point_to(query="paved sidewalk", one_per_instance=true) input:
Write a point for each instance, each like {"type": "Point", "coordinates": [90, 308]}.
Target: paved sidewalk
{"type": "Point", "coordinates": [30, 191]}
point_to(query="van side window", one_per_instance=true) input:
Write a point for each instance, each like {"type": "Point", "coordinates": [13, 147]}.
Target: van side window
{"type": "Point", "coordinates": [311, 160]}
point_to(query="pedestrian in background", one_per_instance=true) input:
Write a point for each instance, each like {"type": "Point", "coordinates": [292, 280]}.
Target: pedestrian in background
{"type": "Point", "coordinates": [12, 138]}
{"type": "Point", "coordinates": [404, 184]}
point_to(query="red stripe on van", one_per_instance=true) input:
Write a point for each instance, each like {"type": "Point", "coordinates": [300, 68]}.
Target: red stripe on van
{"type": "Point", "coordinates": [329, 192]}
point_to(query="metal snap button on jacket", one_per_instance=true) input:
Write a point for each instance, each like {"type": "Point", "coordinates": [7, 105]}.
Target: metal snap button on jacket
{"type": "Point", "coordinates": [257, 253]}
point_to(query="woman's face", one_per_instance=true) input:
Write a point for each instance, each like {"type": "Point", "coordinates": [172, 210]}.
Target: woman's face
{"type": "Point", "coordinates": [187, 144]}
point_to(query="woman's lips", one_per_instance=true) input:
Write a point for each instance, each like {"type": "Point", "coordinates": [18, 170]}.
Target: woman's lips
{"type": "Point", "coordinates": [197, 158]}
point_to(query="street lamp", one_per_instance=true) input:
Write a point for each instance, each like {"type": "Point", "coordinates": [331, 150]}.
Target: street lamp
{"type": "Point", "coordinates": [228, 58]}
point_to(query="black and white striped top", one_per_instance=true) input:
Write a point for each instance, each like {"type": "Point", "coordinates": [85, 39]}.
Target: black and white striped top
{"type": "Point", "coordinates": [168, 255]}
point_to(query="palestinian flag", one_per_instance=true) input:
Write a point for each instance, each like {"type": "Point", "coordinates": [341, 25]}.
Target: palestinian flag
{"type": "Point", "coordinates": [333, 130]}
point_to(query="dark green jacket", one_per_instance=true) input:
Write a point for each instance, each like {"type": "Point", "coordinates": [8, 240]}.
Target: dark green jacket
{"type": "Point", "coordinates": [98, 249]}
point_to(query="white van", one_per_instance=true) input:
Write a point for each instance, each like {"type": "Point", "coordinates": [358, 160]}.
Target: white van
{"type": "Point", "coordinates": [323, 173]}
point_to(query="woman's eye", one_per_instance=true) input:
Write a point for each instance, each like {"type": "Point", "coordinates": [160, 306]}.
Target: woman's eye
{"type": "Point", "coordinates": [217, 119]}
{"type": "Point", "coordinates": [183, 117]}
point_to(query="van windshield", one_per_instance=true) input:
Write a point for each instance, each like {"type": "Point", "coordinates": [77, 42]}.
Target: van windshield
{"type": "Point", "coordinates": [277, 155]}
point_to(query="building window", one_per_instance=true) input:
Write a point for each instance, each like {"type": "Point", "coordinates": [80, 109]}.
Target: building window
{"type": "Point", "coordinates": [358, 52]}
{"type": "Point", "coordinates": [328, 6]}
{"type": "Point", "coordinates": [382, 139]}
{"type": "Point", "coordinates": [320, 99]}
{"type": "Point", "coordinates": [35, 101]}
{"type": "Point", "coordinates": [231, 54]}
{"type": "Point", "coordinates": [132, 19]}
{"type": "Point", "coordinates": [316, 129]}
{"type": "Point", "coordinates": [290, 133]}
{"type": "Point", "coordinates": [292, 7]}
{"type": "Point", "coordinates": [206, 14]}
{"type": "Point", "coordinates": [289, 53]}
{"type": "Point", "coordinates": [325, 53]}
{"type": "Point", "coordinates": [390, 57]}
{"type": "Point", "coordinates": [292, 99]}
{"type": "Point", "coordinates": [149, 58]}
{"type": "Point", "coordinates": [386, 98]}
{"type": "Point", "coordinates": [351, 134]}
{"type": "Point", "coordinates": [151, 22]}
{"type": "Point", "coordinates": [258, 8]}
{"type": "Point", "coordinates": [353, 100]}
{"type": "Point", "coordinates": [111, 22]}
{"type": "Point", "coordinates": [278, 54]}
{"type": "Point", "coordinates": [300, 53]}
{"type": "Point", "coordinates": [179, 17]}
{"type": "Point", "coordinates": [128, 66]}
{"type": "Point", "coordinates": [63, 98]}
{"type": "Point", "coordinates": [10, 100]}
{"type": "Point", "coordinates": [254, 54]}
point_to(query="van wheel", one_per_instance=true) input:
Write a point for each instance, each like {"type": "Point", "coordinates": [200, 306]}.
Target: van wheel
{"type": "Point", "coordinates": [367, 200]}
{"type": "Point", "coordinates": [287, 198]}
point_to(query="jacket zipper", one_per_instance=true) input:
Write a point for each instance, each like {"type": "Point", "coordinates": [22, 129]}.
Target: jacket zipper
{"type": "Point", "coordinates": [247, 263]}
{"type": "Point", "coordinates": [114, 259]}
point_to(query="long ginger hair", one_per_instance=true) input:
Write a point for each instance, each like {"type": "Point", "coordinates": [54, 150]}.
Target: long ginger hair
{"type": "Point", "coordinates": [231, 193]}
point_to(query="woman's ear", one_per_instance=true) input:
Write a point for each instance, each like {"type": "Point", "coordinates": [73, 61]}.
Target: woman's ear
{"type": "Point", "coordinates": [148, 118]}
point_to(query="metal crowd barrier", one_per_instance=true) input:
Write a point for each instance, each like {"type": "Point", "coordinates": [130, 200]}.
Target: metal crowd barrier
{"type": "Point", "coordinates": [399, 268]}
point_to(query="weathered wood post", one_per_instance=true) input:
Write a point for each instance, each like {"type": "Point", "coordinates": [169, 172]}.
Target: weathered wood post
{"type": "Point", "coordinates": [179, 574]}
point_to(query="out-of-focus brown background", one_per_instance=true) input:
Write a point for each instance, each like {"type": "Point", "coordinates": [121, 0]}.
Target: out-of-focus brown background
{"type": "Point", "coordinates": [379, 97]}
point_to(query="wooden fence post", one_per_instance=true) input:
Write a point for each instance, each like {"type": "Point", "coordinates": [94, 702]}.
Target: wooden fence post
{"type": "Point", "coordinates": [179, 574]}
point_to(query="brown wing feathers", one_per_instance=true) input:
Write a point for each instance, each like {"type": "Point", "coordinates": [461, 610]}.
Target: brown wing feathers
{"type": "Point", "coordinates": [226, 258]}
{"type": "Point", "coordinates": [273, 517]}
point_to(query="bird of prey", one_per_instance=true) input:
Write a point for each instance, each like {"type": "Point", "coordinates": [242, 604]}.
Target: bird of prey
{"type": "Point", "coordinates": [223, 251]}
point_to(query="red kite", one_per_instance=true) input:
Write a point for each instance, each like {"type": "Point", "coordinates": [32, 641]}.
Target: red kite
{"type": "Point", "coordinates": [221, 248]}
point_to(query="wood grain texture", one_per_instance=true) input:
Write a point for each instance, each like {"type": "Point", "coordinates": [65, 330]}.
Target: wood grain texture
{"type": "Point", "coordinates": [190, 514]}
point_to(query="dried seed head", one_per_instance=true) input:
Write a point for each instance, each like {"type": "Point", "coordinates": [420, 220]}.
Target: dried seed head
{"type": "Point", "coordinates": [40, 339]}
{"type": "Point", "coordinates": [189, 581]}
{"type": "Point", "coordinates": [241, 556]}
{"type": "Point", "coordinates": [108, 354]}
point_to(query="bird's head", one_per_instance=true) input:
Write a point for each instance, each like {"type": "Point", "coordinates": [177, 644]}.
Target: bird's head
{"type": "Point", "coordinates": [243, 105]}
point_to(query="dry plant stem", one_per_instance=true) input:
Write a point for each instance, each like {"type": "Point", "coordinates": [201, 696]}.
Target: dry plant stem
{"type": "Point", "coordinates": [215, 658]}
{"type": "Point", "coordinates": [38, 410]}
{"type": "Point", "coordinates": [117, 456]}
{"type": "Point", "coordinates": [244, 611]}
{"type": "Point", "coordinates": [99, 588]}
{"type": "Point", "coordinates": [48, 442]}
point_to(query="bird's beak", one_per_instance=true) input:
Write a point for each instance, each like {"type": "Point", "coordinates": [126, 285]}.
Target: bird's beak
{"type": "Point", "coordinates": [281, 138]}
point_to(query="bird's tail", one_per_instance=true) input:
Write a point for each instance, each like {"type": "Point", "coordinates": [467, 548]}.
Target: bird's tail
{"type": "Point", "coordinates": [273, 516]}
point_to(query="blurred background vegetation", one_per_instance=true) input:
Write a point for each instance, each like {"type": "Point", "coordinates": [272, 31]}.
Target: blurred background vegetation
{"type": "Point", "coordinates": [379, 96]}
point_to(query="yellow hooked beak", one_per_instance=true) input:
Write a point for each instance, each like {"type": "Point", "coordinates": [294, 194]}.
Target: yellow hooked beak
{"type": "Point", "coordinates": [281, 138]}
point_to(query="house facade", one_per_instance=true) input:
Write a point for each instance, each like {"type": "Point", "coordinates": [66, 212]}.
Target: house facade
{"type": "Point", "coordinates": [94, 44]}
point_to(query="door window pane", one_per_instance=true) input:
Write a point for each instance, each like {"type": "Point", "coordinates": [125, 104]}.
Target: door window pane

━━━━━━━━

TASK TO CARRY OUT - Pull out each line of the records containing the word "white".

THE REPLY -
point_to(query="black and white striped top", one_per_instance=true) input:
Target: black and white striped top
point_to(query="white van", one_per_instance=true) input:
Target: white van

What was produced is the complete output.